Con Flee Amin inizia un cammino che non si riduce al mostrare la vita di un profugo afgano ma, anzi, ad apprendere in prima persona la necessità di sviscerare il passato, demoni annessi, e cominciare ad accettarsi con onestà.

 

 

 

 

L’animazione in Flee è una scelta peculiare ma necessaria per il regista, una scelta che affonda le sue radici nel bisogno di mostrare il più possibile senza mai far sentire a disagio l’intervistato, rivelando l’essenziale per proteggere l’anonimato di Amin, sotto pseudonimo, e della sua famiglia.

 

Inoltre, è molto significativa per raggiungere l’obiettivo di approcciarsi non solo a ricordi e fatti concreti ma anche a pensieri, emozioni e stati d’animo: l’animazione, dunque, porta lo spettatore a identificare il protagonista a 360 gradi, nonostante ne conosca davvero solo la voce.

 

 

 

 

Dopo attente osservazioni sulla scelta del possibile studio di animazione, Jonas Poher Rasmussen e la casa di produzione Final Cut for Real scelgono di rivolgersi al Sun Creature Studio (che accoglie la sfida sotto la guida del direttore d’animazione Kenneth Ladekjær) con un contributo anche da parte dello studio di animazione Vivement Lundi! (che si dedica a sfondi e compositing) e del direttore artistico Jess Nicholls, particolarmente incuriosita dal progetto.

 

L’idea del regista è stata quella di dividere Flee in due stili di animazione diversi: uno che rappresentasse il livello reale, ovvero i fatti nella loro concretezza, e uno per il livello astratto, che riguarda principalmente i pensieri di Amin.

 

 

 

 

Da questa base di partenza il team creativo segue la sceneggiatura e, attraverso animazioni a colori 2D convenzionali, mette in scena gli eventi della vita di Amin in modo pulito e semplice, usando consapevolmente il colore.

 

Per contrapposizione vengono rappresentati in modo grezzo i suoi stati d’animo e le sue sensazioni: man mano che questi ultimi si fanno più dolorosi, alle immagini viene negata la brillantezza precedente, lasciando sagome sempre più confusionarie in bianco e nero.

 

Per sottolineare con chiarezza il periodo di cui si parla il tutto è intervallato, come già accennato in precedenza, da brevi immagini di repertorio tratte da cinegiornali d’epoca e filmati d’archivio, ricercate con assoluta meticolosità.

**Dati di origine:**
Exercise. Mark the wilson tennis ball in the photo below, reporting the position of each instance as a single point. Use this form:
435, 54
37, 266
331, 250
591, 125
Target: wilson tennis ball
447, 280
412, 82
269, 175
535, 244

**Istruzioni:**
- 1) Trascrivi dal brano su Flee il passo compreso tra "L’animazione in Flee" e "della sua famiglia.", estremi inclusi.
- 2) Secondo il brano su Flee, con quale tipo di animazione vengono messi in scena gli eventi della vita di Amin?
- 3) Continua il brano su Flee dopo la sua ultima frase.

**Risposte in ordine:**
- 1)
L’animazione in Flee è una scelta peculiare ma necessaria per il regista, una scelta che affonda le sue radici nel bisogno di mostrare il più possibile senza mai far sentire a disagio l’intervistato, rivelando l’essenziale per proteggere l’anonimato di Amin, sotto pseudonimo, e della sua famiglia.

- 2) Con animazioni a colori 2D convenzionali.

- 3)
 

 

 

 

Queste scelte singolari e specifiche portano Flee a raggiungere uno stadio molto particolare in quello che è il documentario d’animazione, risaltando nella sua completezza tra idee e realizzazione.

 

Bisogna sottolineare, ancora una volta, quanto l’animazione non si limiti a un processo creativo interessantissimo ma sia serva di una necessità più grande: quella di raccontare una verità.

 

La storia di Amin è sua e, allo stesso tempo, di tutti: si fa complice di una realtà appartenuta e che appartiene tutt’ora a tante, tantissime persone; basti pensare che i suoi orrori sono parte di un percorso purtroppo condiviso dalla famiglia e da tante altre vite che la sua vicenda sfiora appena.

 

 

 

 

“Fuggire” non significa solo scappare per trovare un luogo in cui vivere una vita normale senza aver paura di essere picchiato o ammazzato, ma scappare anche dalla propria memoria, cercando una consapevolezza interiore e una tranquillità intima.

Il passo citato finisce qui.